À PRODUIRE
Convertissez les lignes de tous les enregistrements ci-dessous en une liste JSON de chaînes, à raison d'une chaîne par ligne, en omettant les lignes vides. Laissez les images hors de la réponse.

MATÉRIEL FOURNI
# # #

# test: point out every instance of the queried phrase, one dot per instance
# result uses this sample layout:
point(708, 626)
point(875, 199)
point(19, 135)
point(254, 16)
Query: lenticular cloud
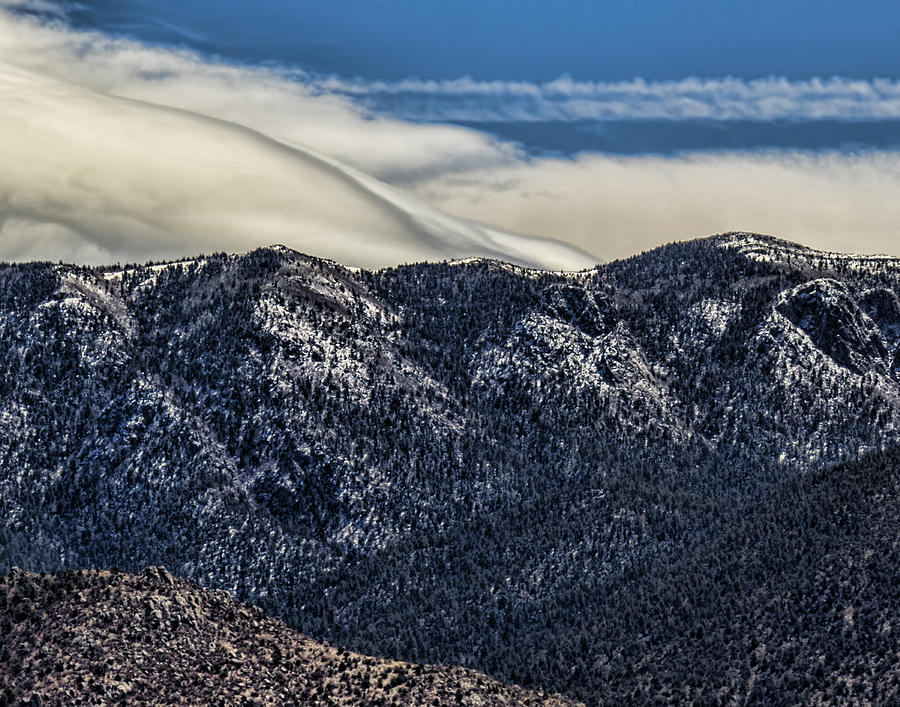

# # #

LA SOLUTION
[
  "# test: point out every instance of the queried phrase, one dot per instance",
  "# result uses this sample layout:",
  "point(708, 626)",
  "point(875, 199)",
  "point(19, 135)",
  "point(254, 16)",
  "Query: lenticular cloud"
]